Segment Start: Data
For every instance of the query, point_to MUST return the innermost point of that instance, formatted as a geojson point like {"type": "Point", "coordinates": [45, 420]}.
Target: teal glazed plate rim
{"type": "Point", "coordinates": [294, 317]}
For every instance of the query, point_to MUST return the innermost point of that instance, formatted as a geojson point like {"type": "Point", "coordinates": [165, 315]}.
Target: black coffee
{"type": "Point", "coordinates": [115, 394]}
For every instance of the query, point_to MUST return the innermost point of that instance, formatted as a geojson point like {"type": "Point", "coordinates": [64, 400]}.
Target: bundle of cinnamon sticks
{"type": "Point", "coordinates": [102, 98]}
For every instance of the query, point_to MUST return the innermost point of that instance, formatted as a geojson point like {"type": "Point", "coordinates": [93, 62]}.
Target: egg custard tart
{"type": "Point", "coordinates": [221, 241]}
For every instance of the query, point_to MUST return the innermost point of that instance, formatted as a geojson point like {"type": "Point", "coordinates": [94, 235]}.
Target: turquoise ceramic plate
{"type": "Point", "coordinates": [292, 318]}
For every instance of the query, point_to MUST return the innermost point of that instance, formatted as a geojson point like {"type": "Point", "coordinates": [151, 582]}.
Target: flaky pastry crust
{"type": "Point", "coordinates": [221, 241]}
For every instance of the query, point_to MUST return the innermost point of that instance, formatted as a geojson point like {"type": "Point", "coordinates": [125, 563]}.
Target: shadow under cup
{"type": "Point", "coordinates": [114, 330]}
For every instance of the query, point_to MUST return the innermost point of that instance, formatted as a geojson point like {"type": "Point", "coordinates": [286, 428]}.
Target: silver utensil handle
Segment End: Data
An exact restatement of the data above is required.

* Task solution
For every instance of the query, point_to MUST return the innermost point of that instance, formatted as a geojson point like {"type": "Point", "coordinates": [45, 420]}.
Target: teal glazed plate rim
{"type": "Point", "coordinates": [294, 317]}
For every instance of the query, point_to MUST return the innermost point of that instance, formatted as a geojson point like {"type": "Point", "coordinates": [165, 315]}.
Target: black coffee
{"type": "Point", "coordinates": [115, 394]}
For every instance of the query, point_to MUST return the innermost point of that instance, formatted as a geojson point like {"type": "Point", "coordinates": [64, 400]}.
Target: bundle of cinnamon sticks
{"type": "Point", "coordinates": [102, 98]}
For every instance of the query, point_to MUST return the innermost point of that instance, formatted as a geojson point like {"type": "Point", "coordinates": [93, 62]}.
Target: egg custard tart
{"type": "Point", "coordinates": [221, 241]}
For every instance of the query, point_to MUST return the innermost point of that instance, formatted as a geojson point like {"type": "Point", "coordinates": [94, 235]}.
Target: turquoise ceramic plate
{"type": "Point", "coordinates": [292, 318]}
For every instance of the query, point_to MUST return the innermost point of that instance, formatted as a geojson point like {"type": "Point", "coordinates": [151, 582]}.
Target: flaky pastry crust
{"type": "Point", "coordinates": [221, 241]}
For every instance of the query, point_to MUST return the innermost point of that instance, formatted as a geojson point like {"type": "Point", "coordinates": [125, 563]}.
Target: shadow under cup
{"type": "Point", "coordinates": [114, 330]}
For every instance of the query, point_to MUST return the innermost point of that instance, formatted as a geojson point like {"type": "Point", "coordinates": [286, 428]}.
Target: silver utensil handle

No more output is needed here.